* _SELECTED EXTRACT_
Swedish historian of ideas (born 1965)

Anders Ekström (born 1965), is a Swedish historian of ideas, professor at the department of History of Science and Ideas at the University of Uppsala.

==Biography==

Ekström's holds a Ph.D from 1994, The World on Display: The Stockholm Exhibition of 1897 and the World's Fairs of the Nineteenth Century (title in translation), which was awarded the Johan Nordström and Sten Lindroth prize for scholarly excellence. More recently, Ekström has been awarded prizes for his interdisciplinary work and for initiating debates on the role of the humanities in future societies.

* _SOURCE DATA_
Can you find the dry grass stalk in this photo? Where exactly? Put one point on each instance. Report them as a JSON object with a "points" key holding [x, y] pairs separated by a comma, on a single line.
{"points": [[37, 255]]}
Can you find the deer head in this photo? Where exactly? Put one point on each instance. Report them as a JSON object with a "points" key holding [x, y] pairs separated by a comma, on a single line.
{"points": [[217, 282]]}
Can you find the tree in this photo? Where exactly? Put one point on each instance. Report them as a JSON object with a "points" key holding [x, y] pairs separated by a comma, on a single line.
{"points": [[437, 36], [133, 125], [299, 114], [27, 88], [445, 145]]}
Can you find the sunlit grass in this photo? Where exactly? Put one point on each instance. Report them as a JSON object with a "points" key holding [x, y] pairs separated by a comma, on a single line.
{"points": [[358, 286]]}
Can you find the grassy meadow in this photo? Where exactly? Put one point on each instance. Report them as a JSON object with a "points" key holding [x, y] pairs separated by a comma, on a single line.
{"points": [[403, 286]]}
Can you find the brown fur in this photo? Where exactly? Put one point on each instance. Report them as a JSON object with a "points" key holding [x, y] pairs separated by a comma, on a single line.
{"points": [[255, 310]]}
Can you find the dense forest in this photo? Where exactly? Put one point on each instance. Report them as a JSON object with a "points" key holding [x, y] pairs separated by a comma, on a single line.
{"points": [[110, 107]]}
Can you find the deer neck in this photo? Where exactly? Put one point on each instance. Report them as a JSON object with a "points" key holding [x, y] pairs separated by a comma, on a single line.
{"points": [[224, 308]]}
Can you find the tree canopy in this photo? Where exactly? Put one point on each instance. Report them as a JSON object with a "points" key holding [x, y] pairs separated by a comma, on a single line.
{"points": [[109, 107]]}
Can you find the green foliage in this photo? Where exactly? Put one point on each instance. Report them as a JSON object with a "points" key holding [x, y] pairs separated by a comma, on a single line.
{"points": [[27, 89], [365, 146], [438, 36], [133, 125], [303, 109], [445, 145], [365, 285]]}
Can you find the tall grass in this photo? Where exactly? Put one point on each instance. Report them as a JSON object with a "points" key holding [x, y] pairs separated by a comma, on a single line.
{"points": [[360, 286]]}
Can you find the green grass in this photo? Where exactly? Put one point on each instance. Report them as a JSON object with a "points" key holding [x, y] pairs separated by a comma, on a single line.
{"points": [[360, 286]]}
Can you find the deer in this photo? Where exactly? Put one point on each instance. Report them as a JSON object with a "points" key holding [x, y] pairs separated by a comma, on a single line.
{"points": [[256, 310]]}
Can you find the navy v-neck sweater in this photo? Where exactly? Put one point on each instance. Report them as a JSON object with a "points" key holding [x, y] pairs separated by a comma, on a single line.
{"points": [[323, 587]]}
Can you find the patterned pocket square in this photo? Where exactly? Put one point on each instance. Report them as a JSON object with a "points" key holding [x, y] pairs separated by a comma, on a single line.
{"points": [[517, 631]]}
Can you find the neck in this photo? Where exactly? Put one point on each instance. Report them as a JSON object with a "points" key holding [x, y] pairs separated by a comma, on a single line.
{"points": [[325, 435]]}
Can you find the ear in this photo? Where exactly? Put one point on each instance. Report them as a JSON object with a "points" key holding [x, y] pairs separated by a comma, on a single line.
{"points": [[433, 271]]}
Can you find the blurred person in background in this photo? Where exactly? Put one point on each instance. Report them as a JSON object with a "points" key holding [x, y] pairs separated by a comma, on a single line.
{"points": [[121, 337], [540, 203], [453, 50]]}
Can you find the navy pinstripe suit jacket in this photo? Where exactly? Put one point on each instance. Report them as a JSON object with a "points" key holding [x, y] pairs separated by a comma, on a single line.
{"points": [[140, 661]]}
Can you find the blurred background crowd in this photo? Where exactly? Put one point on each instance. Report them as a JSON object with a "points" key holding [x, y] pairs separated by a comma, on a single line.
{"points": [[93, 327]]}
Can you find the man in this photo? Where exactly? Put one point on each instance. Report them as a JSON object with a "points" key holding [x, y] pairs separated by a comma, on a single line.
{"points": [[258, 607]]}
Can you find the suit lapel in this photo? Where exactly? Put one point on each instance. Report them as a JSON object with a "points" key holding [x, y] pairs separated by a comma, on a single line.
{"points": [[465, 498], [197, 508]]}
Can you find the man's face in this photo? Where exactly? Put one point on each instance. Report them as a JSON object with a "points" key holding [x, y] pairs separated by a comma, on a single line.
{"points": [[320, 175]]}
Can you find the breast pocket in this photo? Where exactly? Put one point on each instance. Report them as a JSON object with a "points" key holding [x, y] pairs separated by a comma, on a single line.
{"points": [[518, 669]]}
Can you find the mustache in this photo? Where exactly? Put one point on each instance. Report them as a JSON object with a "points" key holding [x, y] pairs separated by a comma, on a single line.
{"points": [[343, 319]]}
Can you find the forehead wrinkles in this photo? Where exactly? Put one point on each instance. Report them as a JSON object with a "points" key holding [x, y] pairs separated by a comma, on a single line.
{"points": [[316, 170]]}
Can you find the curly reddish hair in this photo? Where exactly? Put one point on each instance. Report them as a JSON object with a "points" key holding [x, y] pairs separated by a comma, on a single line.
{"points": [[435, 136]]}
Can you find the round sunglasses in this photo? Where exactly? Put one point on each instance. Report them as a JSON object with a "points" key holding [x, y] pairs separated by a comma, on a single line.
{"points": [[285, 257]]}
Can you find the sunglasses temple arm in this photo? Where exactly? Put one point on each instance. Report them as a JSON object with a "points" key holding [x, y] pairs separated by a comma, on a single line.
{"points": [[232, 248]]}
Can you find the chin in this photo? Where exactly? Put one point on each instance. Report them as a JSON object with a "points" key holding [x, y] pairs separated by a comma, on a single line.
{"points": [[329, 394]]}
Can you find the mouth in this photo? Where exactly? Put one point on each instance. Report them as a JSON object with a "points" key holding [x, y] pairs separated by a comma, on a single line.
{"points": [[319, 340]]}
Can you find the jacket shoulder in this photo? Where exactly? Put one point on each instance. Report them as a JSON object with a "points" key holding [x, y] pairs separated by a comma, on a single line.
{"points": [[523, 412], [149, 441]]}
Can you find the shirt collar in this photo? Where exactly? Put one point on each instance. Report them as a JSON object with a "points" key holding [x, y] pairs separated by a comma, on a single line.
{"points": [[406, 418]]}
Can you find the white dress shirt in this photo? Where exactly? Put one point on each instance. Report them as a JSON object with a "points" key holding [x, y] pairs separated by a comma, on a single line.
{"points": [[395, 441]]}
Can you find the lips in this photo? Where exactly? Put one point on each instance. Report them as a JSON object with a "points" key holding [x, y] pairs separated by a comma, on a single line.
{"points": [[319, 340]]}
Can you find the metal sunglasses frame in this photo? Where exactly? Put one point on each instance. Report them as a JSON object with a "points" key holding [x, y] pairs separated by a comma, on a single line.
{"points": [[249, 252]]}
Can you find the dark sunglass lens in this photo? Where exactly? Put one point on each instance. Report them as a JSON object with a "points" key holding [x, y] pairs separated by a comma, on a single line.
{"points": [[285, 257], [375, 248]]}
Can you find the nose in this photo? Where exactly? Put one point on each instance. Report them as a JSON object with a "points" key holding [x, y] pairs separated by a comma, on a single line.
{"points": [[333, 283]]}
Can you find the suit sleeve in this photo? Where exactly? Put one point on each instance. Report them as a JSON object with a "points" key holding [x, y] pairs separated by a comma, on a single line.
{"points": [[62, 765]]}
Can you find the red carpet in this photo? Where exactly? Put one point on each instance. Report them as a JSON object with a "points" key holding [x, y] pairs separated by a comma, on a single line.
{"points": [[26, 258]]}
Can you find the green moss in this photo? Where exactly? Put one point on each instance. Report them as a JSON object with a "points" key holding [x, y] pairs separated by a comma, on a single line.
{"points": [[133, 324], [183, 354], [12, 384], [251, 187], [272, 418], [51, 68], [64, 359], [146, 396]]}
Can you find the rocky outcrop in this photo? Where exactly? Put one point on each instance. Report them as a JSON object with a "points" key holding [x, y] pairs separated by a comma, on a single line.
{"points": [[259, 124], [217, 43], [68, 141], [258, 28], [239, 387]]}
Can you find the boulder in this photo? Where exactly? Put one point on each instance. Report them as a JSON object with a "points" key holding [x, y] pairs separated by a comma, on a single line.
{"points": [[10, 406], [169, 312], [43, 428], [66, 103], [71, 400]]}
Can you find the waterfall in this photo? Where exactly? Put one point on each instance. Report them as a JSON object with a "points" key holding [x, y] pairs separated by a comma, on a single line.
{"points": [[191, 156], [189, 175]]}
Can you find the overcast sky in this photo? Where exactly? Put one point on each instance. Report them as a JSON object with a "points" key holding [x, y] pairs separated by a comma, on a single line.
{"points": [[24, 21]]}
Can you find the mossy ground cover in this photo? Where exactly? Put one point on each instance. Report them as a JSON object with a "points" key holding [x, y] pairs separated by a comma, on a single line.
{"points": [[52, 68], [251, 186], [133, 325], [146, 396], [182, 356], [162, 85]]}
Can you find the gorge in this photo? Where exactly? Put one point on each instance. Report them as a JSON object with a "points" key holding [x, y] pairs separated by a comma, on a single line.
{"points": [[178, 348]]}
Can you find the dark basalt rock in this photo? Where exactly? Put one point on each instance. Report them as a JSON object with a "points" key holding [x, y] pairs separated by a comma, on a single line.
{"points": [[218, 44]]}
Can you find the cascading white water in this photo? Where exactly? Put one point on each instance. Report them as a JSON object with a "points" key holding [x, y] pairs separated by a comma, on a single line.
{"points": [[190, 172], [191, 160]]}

* _PROBLEM DETAILS_
Extend the biography of Anders Ekström beyond its last sentence.

* _EXPECTED ANSWER_
Anders Ekström previously held positions at Uppsala University, the Swedish Institute of Studies in Education and Research (Stockholm), Linköping University, and KTH Royal Institute of Technology (Stockholm). He was a visiting fellow at the Swedish Collegium for Advanced Study in Uppsala in 1999 and in 2025–2026. In 2005-2006, he was a visiting researcher at University of Cambridge. In 2013, he was a visiting fellow at the Centre for Research in the Arts, Social Sciences and Humanities (CRASSH) and at Clare Hall College, both in Cambridge. In 2012, he was appointed Adjunct Professor of Media History at the Department of General History at the University of Turku in Finland. In 2014, he was elected Vice-Dean of the Faculty of Arts at the University of Uppsala, with special responsibility for research and Ph.D training. In 2014-2015, he was an expert on the Swedish government's official committee on museums.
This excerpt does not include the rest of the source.